本文
同じく( 3 )についても、上告人は百貨店のお中元、お歳暮の例を引いて本件5000円の記念品は社会的に相当な金額であったと主張しているようであるが、前述した理由にくわえ、そもそも祝意を表し、完成の喜びをともに分かち合うことで十分式典目的を達しているにもかかわらずそれに加えて記念品と称して商品券を配布しその金額についてお中元・お歳暮を持ち出してこれに比べて同じほどの金額であるというには余りにも飛躍しており、公金支出の杜撰さ、地方公共団体と自然人( 一般社会 )の区別( 公私の区別 )の余りの無さには絶句する外ない。

町は新庁舎建設で莫大な費用を投入し、今後もその維持費を含めて多額の返済をせねばならず、それらは町民が負担するのである。しかも長引く不況、デフレによって建設当時から町の財政難は深刻であり今後も予断を許さない現実があり、遥か以前ならともかく現実の苦しい財政状況から、「 社会通念 」といういささか曖昧な定義ではあっても、その意味するとことの大まかな範囲は( 金額についても )時と共にどんどん狭まってきており、町民の公金支出に対しては非常に厳しい目を持つようになってきている。

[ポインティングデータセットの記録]
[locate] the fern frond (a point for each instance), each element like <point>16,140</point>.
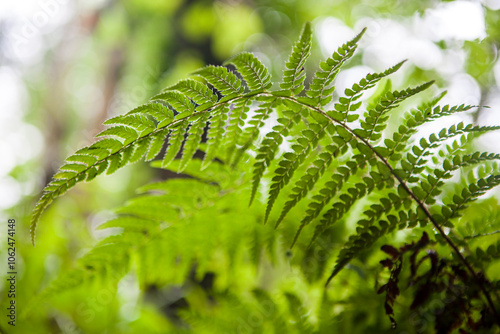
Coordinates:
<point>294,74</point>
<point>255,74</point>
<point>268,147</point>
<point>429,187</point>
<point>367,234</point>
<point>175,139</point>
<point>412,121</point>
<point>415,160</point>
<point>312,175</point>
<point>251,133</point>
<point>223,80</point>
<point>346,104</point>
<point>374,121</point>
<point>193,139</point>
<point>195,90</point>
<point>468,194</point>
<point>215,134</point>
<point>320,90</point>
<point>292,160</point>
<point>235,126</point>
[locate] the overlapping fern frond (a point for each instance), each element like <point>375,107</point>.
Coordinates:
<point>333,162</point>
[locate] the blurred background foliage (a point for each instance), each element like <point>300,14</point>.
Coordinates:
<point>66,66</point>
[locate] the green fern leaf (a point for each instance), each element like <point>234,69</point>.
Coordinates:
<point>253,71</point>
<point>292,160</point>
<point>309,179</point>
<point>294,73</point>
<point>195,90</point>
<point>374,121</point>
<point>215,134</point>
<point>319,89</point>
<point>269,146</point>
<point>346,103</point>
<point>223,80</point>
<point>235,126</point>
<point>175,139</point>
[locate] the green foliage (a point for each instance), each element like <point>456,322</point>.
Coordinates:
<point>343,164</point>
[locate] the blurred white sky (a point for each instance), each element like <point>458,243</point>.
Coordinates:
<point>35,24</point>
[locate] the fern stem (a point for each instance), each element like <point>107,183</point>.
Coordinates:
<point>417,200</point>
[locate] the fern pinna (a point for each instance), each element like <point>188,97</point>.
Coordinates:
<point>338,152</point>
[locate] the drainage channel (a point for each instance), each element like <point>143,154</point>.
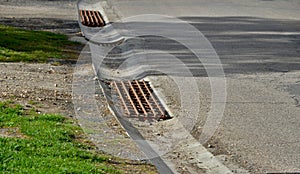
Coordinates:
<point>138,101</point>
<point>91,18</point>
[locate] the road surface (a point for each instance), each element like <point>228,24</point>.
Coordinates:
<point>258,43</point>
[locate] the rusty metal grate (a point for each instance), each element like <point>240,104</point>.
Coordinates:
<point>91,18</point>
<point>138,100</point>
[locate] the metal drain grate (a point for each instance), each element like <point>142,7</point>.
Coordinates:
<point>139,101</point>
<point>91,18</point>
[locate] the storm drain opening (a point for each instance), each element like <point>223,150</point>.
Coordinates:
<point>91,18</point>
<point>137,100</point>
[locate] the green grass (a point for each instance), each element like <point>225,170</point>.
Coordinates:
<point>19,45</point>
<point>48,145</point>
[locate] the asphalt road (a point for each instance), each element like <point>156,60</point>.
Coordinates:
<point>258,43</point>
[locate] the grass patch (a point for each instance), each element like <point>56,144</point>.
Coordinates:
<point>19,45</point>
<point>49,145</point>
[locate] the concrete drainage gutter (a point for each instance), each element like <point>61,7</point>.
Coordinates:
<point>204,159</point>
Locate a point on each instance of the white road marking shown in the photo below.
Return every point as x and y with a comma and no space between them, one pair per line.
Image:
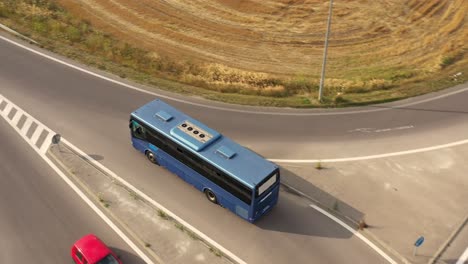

* * *

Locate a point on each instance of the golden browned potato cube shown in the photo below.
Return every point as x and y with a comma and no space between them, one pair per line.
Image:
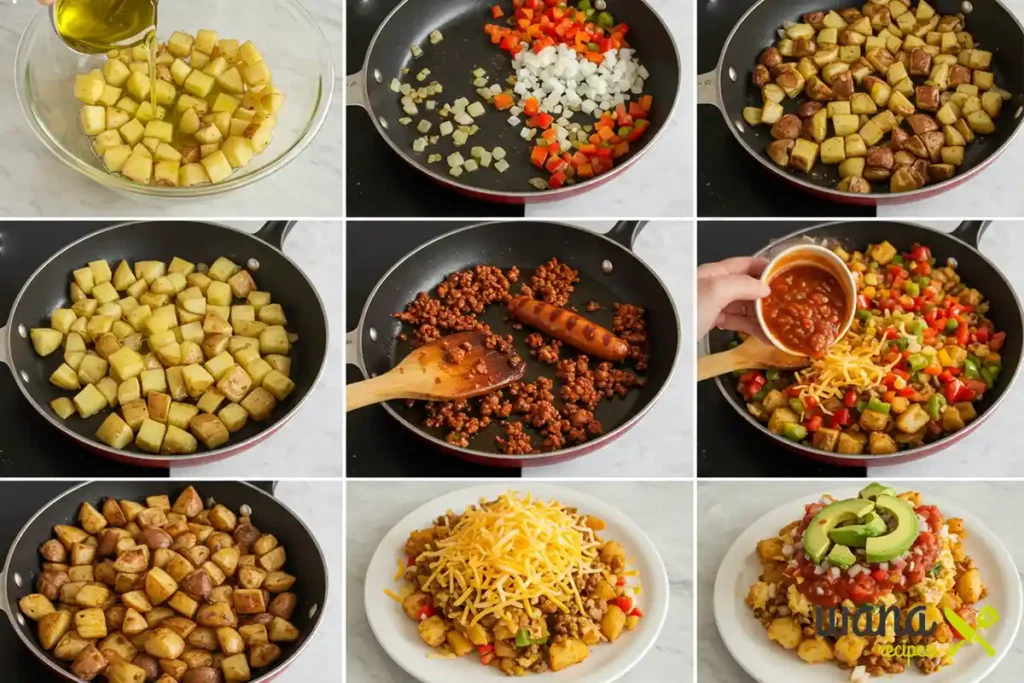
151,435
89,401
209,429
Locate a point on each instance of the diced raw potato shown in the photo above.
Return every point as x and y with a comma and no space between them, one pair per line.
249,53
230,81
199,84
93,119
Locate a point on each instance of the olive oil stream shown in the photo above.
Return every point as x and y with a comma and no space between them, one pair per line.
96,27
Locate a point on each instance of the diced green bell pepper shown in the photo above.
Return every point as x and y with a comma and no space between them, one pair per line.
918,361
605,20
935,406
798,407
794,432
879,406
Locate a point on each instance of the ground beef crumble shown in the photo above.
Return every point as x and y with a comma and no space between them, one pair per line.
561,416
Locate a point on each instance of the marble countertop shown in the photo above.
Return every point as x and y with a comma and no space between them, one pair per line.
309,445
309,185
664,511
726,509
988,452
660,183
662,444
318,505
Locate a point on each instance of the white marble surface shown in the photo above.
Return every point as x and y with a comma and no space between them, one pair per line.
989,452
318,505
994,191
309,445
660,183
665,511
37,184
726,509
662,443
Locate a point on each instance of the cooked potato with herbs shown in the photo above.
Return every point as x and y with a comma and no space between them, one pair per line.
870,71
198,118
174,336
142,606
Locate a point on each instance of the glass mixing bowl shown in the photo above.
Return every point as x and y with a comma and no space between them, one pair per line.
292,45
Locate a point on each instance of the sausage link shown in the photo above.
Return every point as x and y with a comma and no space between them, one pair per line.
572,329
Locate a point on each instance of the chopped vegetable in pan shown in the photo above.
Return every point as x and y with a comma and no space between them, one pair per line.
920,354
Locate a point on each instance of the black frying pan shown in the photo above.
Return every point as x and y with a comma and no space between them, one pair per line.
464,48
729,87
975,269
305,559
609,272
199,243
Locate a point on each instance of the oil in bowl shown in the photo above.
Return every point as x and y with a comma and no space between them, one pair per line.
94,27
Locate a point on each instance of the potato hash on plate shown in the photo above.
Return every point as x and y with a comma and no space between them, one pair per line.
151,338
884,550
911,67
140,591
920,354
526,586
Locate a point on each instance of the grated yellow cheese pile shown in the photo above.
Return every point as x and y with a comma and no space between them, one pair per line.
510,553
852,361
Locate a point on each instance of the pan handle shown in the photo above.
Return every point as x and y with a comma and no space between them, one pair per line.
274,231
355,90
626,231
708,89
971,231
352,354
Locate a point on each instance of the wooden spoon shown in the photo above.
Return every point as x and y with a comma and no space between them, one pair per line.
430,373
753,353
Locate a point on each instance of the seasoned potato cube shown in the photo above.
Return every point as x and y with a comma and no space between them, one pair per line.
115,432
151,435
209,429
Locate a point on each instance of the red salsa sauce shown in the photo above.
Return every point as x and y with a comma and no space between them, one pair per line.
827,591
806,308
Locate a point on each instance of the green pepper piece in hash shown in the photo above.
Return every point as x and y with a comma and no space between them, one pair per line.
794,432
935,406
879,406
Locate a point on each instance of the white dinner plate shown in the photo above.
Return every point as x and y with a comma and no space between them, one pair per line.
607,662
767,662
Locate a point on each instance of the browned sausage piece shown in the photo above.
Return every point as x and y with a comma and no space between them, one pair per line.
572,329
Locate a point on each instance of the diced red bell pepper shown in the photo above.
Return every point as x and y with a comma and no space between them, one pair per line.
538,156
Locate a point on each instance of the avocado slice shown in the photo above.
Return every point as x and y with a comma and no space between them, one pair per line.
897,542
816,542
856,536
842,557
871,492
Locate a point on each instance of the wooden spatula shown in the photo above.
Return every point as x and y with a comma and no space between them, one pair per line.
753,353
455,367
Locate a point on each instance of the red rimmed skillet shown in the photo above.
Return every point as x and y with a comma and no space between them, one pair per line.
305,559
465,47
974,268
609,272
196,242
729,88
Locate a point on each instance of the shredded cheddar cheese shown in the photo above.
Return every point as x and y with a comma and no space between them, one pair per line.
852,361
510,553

指示 1
記念品の公金支出に関する本文について、次の問いに答えること。
(a) 上告人は記念品の金額が社会的に相当だったと主張するのに、何の例を引いているか。
(b) 記念品として配られたものは何で、金額はいくらか。
(c) 町の財政難の要因として挙げられているものは何か。
指示 2
記念品の公金支出に関する本文の最後の文を受けて、その後に続く文章を書き継ぐこと。

回答 1
(a) 百貨店のお中元、お歳暮の例
(b) 商品券で、5000円
(c) 長引く不況とデフレ

回答 2
従って上告人のいう相当な金額であるとの主張は到底受け入れがたい金額なのである。町民は残念ながら建設費や維持費が高額になってしまったとしても、新築された庁舎の無事完成を祝い喜びを分かち合う気持ちを大切にしたい、との思いから竣工式が開催されたことにクレームをつけているのではない。しかし、来賓に対し記念品総額73万5000円をも支出したことにはいくら事情を考慮しても財政難、就職難の厳しい現状からして許されないばらまき支出、高額な金額との印象をもつのは当然であり、お中元、お歳暮と同列に論じる上告人の感覚を疑わざるを得ないのであり、失望を禁じえないのである。

2、 理由書の4について
 上告人は原判決が引用する第一審判決の、「 来賓のみに記念品を贈ったことが相当であったと首肯し得る事由がない限り、本件支出の違法判断要素とする 」 と判断をしているといって種々理由を挙げ判決の誤りを主張しているようであるが、先ず理解しなければならない第一は、来賓者という一部の者に記念品を配る積極的な必要がなかったという第一審及び原審の判断を知るべきである。これに関して上告人は説得力のある主張を示していない。いたずらに儀礼の範囲で相当な金額であったというのみで記念品配布の積極的必要性の具体的立証をしていない。第一審判決及び原判決はそのことを言い表しているのである。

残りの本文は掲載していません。